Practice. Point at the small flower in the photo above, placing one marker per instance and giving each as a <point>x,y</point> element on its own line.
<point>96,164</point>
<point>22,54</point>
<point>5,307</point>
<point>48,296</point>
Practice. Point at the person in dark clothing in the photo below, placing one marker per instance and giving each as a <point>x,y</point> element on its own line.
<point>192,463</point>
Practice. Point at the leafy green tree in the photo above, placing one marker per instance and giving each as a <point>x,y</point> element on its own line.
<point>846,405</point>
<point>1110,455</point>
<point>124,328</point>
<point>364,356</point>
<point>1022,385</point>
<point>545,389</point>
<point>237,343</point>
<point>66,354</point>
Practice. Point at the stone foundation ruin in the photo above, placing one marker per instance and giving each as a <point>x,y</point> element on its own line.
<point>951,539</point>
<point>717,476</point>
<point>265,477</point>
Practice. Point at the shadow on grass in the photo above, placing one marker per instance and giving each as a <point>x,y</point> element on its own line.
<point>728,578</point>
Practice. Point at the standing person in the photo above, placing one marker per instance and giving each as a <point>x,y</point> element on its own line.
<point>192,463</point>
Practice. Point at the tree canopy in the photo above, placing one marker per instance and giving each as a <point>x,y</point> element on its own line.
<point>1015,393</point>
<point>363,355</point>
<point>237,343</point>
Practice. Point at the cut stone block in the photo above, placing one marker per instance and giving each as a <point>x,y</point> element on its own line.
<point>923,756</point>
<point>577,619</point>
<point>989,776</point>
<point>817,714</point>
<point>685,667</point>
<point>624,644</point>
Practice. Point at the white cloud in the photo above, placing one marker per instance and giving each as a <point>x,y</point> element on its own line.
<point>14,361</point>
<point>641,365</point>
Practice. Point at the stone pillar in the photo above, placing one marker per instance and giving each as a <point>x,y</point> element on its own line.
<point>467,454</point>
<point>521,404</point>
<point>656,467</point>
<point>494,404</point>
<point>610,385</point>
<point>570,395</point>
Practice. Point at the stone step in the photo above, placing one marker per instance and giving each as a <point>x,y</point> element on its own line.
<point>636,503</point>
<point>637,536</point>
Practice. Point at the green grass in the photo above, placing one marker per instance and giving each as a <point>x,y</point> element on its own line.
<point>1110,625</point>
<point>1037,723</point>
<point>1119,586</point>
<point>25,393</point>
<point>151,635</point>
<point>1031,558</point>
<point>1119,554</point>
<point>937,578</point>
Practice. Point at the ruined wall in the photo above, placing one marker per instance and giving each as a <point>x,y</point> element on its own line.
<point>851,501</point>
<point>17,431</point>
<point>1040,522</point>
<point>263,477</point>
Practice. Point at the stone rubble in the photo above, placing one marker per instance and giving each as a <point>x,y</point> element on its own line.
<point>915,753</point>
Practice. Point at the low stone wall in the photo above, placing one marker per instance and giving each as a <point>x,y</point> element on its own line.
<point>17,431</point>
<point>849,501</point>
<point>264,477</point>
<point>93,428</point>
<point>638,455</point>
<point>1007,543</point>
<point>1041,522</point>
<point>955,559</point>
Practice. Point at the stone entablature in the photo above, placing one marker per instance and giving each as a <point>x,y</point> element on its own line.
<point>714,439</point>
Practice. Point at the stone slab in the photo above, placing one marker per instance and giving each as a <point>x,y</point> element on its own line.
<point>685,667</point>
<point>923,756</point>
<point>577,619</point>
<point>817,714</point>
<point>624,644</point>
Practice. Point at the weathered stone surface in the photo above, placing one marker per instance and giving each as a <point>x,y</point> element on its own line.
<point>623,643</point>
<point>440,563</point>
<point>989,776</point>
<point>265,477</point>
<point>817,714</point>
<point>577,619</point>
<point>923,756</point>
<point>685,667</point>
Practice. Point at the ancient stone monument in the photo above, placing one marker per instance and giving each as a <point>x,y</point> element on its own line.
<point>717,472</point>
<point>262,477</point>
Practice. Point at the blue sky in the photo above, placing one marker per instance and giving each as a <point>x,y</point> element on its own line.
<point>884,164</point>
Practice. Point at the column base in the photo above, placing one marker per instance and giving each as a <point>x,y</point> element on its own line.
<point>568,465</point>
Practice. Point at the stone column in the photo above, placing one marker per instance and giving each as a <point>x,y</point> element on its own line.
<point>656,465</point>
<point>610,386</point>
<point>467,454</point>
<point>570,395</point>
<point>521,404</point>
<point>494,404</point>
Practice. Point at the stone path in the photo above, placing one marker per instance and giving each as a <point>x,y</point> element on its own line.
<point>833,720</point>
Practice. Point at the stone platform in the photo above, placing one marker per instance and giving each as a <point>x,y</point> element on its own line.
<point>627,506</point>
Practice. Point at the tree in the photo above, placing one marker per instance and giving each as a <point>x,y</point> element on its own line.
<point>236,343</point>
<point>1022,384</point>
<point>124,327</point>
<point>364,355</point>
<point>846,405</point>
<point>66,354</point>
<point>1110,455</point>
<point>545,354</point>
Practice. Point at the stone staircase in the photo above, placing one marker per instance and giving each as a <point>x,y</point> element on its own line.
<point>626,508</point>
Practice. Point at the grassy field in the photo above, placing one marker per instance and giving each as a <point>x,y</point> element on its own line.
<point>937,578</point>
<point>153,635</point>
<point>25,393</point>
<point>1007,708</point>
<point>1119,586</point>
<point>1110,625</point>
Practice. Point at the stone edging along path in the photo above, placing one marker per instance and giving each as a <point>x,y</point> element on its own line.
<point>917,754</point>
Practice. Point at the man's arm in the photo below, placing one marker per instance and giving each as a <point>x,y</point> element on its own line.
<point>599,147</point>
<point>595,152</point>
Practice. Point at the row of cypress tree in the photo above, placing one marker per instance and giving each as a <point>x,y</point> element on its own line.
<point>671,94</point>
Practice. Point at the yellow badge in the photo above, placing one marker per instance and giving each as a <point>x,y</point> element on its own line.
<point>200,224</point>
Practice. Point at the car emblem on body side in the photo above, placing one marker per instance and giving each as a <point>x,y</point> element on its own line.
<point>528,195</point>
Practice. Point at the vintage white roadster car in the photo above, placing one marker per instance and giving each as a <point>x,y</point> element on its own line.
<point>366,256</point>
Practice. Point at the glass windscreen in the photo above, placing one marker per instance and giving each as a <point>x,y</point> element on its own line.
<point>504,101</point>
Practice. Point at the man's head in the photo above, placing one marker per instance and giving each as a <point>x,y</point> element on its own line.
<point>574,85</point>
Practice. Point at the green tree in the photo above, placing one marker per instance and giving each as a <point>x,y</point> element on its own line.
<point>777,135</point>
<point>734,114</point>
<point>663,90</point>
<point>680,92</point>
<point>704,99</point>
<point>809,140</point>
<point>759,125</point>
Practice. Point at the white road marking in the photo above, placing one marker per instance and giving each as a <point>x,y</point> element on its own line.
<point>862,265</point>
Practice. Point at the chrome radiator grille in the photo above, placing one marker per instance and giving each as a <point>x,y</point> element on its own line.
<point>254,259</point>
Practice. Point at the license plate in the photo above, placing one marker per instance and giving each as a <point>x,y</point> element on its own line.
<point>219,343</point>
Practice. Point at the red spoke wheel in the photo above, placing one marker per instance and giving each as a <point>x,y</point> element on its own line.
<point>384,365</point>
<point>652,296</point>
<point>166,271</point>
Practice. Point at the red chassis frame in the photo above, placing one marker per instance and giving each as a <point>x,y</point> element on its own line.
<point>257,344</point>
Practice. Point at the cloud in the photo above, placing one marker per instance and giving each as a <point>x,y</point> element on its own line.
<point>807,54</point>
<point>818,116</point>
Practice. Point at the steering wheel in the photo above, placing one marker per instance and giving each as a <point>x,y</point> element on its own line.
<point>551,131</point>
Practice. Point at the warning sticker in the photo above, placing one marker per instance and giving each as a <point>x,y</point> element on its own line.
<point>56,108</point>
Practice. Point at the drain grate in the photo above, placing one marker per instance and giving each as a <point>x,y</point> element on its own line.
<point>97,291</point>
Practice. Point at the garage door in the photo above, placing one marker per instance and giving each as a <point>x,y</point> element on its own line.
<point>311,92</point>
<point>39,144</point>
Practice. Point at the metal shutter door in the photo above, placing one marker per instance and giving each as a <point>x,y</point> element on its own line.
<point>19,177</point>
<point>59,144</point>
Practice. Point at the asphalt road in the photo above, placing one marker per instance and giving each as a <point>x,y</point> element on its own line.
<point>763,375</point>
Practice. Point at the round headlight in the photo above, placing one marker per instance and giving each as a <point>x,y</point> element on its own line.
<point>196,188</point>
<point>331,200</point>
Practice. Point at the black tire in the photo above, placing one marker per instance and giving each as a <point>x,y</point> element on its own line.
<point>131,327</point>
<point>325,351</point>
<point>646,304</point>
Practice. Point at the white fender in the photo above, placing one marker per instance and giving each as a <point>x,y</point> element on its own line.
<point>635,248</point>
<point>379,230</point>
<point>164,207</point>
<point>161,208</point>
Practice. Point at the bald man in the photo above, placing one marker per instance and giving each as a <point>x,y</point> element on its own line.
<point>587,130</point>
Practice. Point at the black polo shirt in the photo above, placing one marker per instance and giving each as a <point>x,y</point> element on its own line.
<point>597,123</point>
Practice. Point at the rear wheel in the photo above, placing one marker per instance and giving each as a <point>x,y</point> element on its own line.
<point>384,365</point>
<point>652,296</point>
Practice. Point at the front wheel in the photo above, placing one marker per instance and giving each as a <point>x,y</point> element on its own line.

--

**Problem description:**
Locate the line that contains "Practice. Point at the black polo", then please quote it and every line after it to the end of the entries above, exactly and with nothing else.

**The reply:**
Practice. Point at the black polo shirt in the photo above, placing one marker per instance and giving each as a <point>x,y</point> element on its own line.
<point>597,123</point>
Practice. Point at the rear wheel in the photo above, placing one marker per instance and giving each as a <point>x,y</point> element on its own line.
<point>384,365</point>
<point>652,296</point>
Practice. Point at the front wheel in the photo above, placing one marker per instance and giving each as a <point>x,y</point> element on its own line.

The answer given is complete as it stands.